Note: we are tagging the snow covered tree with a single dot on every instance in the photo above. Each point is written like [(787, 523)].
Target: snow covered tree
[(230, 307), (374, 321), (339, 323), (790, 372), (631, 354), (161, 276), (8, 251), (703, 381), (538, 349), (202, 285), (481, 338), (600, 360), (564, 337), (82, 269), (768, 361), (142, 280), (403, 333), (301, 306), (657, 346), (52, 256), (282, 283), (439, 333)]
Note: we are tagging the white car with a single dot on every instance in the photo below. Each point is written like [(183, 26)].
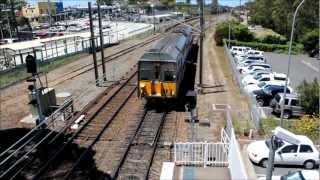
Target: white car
[(255, 67), (253, 74), (256, 58), (255, 53), (304, 154), (239, 50), (265, 77), (240, 58), (242, 66), (298, 175), (261, 85)]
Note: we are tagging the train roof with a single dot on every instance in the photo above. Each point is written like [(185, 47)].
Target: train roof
[(167, 49)]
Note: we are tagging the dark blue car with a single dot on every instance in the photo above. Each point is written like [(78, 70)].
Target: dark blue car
•••
What to do: Quote all of the lines above word for word, leaving out the picture.

Answer to this problem:
Note: we are tagging the snow covered tree with a single dot on every instance in the photo above. Each point is written like [(787, 523)].
Target: snow covered tree
[(230, 307), (374, 321), (339, 323), (790, 372), (631, 354), (161, 276), (8, 251), (703, 381), (538, 349), (202, 285), (481, 338), (600, 360), (564, 337), (82, 269), (768, 361), (142, 280), (403, 333), (301, 306), (657, 346), (52, 256), (282, 283), (439, 333)]
Note: we are tagging the white car with a single dot on every instance in the photo below. Each point is written like [(183, 26)].
Target: white car
[(255, 67), (253, 74), (256, 58), (255, 53), (304, 154), (239, 50), (265, 77), (240, 58), (242, 66), (298, 175), (261, 85)]
Note: we are tagging the train roof with a single dot on every instance in the photo above. Each point is written like [(185, 47)].
Target: train roof
[(167, 49)]
Note: we are tagging the dark blue car with a single dot on every instance in the photo above. Each point is written like [(78, 70)].
Target: dark blue car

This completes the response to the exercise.